> Work required
The records should be written out in full, with nothing altered.

> Given data
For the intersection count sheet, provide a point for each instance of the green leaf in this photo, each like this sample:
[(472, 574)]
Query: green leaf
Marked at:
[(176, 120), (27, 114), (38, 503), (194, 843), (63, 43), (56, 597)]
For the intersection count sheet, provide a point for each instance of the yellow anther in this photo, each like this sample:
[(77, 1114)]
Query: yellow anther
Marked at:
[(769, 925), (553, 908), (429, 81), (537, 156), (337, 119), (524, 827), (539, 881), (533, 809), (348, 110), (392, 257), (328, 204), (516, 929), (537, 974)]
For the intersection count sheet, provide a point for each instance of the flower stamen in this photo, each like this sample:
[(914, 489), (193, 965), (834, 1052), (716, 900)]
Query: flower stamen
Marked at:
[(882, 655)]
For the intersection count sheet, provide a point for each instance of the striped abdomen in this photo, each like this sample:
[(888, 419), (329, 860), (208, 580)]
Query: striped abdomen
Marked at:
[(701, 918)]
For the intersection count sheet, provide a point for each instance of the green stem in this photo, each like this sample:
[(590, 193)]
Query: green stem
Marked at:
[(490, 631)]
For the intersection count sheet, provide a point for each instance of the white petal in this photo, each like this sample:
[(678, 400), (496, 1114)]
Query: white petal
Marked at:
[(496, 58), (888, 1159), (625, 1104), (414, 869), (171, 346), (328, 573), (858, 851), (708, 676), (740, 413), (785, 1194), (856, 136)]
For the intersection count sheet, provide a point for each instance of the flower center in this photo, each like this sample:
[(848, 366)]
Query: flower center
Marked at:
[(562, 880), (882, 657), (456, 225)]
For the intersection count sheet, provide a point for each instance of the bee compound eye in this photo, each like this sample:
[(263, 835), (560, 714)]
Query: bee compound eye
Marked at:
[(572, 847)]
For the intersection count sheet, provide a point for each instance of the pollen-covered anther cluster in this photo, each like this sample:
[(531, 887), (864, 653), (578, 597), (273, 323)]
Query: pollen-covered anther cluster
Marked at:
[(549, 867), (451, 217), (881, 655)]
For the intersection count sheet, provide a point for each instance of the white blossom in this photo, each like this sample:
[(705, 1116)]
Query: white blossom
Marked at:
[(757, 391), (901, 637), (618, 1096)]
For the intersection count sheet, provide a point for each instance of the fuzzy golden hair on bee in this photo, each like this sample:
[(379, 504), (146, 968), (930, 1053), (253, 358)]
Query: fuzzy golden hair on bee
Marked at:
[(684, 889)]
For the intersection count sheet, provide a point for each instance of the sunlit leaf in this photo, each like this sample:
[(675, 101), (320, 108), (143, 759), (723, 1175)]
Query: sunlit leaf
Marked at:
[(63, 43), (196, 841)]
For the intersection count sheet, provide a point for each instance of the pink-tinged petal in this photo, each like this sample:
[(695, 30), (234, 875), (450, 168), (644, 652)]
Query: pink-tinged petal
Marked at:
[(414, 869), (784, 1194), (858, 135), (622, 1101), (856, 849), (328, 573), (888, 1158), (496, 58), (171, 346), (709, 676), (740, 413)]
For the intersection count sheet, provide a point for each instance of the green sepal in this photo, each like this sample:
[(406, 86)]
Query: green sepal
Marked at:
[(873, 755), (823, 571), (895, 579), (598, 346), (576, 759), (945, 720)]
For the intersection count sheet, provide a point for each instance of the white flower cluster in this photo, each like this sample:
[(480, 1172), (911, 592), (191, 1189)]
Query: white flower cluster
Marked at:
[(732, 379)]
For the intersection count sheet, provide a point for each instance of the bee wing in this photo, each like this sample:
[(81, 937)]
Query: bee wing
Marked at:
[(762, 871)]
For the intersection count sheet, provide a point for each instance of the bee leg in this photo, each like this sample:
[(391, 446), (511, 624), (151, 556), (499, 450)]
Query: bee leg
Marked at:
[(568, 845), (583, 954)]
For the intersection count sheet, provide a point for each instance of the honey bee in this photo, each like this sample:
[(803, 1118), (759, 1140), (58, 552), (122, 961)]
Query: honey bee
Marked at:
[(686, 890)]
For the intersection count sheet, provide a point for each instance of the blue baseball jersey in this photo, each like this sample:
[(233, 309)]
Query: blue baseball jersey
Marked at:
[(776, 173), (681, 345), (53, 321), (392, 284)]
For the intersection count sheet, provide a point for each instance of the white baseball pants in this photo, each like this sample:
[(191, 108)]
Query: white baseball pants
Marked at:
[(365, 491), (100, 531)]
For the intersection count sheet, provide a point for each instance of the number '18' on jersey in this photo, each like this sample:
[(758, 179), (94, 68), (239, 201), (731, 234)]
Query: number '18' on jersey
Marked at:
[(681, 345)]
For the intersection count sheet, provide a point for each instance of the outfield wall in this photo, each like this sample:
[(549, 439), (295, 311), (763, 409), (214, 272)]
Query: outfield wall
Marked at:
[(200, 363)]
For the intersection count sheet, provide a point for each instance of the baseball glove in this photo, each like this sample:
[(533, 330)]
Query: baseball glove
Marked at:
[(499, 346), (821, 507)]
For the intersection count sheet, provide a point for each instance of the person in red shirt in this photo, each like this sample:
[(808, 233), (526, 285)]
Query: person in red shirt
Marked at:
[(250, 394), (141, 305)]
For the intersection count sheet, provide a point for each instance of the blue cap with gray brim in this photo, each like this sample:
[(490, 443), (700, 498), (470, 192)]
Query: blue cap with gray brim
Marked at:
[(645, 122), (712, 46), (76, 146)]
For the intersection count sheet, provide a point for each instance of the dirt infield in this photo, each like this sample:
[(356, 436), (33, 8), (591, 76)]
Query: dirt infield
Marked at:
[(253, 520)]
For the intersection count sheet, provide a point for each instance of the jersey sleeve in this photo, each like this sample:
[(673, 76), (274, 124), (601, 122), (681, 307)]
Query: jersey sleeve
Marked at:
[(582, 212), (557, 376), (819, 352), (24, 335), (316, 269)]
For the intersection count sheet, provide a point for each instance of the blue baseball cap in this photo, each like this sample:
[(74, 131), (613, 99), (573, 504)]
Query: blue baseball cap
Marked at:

> Final result
For the intersection count sheet, provide a point for each instance of the green leaf in this photo, each like this sample:
[(472, 574)]
Query: green leaf
Marked at:
[(176, 120), (27, 114), (38, 503), (194, 843), (63, 43), (56, 597)]
For the intersection count sheet, provide a point for each instance of the yellow anther in this photo, each like this sample:
[(77, 1114)]
Query: yellow anther
Marked at:
[(769, 925), (553, 908), (429, 81), (537, 156), (337, 119), (524, 827), (539, 881), (533, 809), (348, 110), (392, 257), (328, 204), (516, 929), (537, 974)]
For the intersection count sheet, provide a point for each instance of the flower stamen in this photo, each like this sample:
[(914, 489), (193, 965), (834, 1052), (716, 900)]
Query: flower stamen
Marked at:
[(882, 655)]
For the intersection count sheet, provide a point for each instance of the striped abdomen in this photo, each like this sample:
[(888, 419), (329, 860), (208, 580)]
Query: striped abdomen
Marked at:
[(701, 918)]
For the intersection count sheet, provide a point for each instance of the green stem in this photo, each like this sample:
[(590, 193)]
Query: green stem
Marked at:
[(490, 631)]
For the intersection count sheet, provide a point for each instance of the white petal in this photo, each like this sample:
[(678, 400), (496, 1114)]
Query: white petal
Marked at:
[(496, 58), (888, 1159), (625, 1104), (414, 869), (171, 346), (328, 573), (858, 851), (708, 676), (740, 413), (785, 1194), (856, 136)]
For the intersection count sheet, provide a point for each instance of the flower center in this photo, each like this sample:
[(848, 366)]
Query: flower center
Marked at:
[(562, 880), (882, 657), (456, 225)]
For the intersection count sheet, provide a point for each instance of the bee compound eye in this photo, each like this sample:
[(263, 835), (560, 714)]
Query: bee compound eye
Marked at:
[(572, 847)]
For the intersection count sheet, provide a point for each instance of the pollen-covered anther cluster in this photo, each like this sample:
[(531, 887), (864, 653), (578, 597), (273, 323)]
Query: pollen-covered anther cluster
Marked at:
[(549, 867), (451, 217), (881, 655)]
For the intersection count sheet, provide a point for each instance of the white blossom in this photo, each like this sample:
[(705, 1116)]
Query: white blossom
Marked at:
[(757, 391), (901, 637), (618, 1096)]
For the intersection count sheet, provide a point for each instance of the fuzzy golden hair on bee in this photo, each like this sample:
[(379, 504), (146, 968), (930, 1053), (253, 358)]
Query: fuzzy golden hair on bee
Marked at:
[(684, 889)]
For the intersection count sheet, provide a point for each instance of the sunlit leaf in this photo, each like this sample:
[(675, 101), (320, 108), (143, 759), (723, 1175)]
Query: sunlit leaf
Marked at:
[(63, 43), (196, 841)]
For the intersection count sheet, provide a point for each instance of the pink-tinged petal in this photo, each like this sample:
[(695, 30), (234, 875), (450, 168), (644, 652)]
Query: pink-tinged petal
Marked at:
[(414, 869), (784, 1194), (858, 135), (622, 1101), (856, 849), (328, 573), (888, 1158), (496, 58), (171, 346), (709, 676), (740, 413)]
For the intersection count sheet, provide a point for each instance of the green sepal in this photo, each like this sample:
[(406, 86)]
Query: green sepal
Marked at:
[(873, 755), (823, 571), (895, 579), (598, 346), (576, 759), (945, 720)]
For the intersection count sheet, provide a point for each instance of the white flower cluster in this photo, each like this sample:
[(480, 1172), (911, 592), (191, 1189)]
Query: white flower cluster
Marked at:
[(732, 379)]
For the intersection count sheet, provide a point for each instance of the bee wing in this photo, each like this sample:
[(81, 937)]
Query: bee wing
Marked at:
[(762, 871)]
For the intersection count sheet, provide a point for each instance of the bee leg in this photo, each like this sample:
[(391, 446), (511, 624), (151, 556), (499, 450)]
Query: bee leg
Marked at:
[(568, 845), (583, 954)]
For the intersection count sheet, provide a point for each instance of the honey bee in this photo, each like this sample:
[(803, 1118), (759, 1140), (58, 552), (122, 961)]
Query: honey bee
Marked at:
[(686, 890)]
For the intersection count sheet, provide a point for each instance of the blue baseball jersey in this photo, each like this sample:
[(233, 309)]
Query: blue baseball jersey
Marked at:
[(776, 173), (681, 345), (53, 321), (392, 284)]
For the intersection count sheet, provide a point for each instance of the white baseball pants in this photo, each like this sample:
[(191, 108)]
Query: white baseball pants
Marked at:
[(365, 491), (100, 531)]
For the intersection count sheet, provide a point for each instance of the number '18' on jersey in this photo, each like this sample:
[(758, 179), (94, 68), (239, 201), (731, 234)]
Query: number '18' on jersey
Marked at:
[(681, 345)]
For the intersection count sheet, provide a point for each instance of the outfield wall in this photo, each like this sample:
[(549, 439), (295, 311), (763, 409), (214, 272)]
Query: outfield wall
Marked at:
[(200, 363)]
For the intersection count sheet, provide a point for each instance of the baseball glove in this photo, each like this sample:
[(533, 330)]
Query: baseball glove
Marked at:
[(499, 346), (821, 507)]
For the intersection count sheet, provide a point for each instance of the person in red shirt in this photo, each like this sample:
[(808, 233), (526, 285)]
Query: person in red shirt
Marked at:
[(250, 394), (141, 305)]
For the intersection count sheet, provide a point for each instance of the blue cap with gray brim in this photo, each like this sample:
[(490, 443), (700, 498), (470, 192)]
Query: blue cap with gray brim
Marked at:
[(645, 122), (712, 46), (76, 146)]
For the intersection count sheet, provide a point for each instance of the dirt infield in this photo, each like this sample:
[(356, 436), (33, 8), (591, 76)]
Query: dirt infield
Marked at:
[(253, 520)]
For the intersection count sheet, provide a point for each instance of the jersey sleeve in this photo, each like this sample:
[(673, 76), (274, 124), (601, 122), (681, 307)]
Query: jersey sleeve
Marked at:
[(582, 212), (557, 376), (819, 352), (24, 335), (316, 269)]
For the intersection count sheet, provide a point for each instance of the blue baseball cap in this photo, each like this sample:
[(74, 131), (613, 99), (573, 504)]
Query: blue baseball cap
Marked at:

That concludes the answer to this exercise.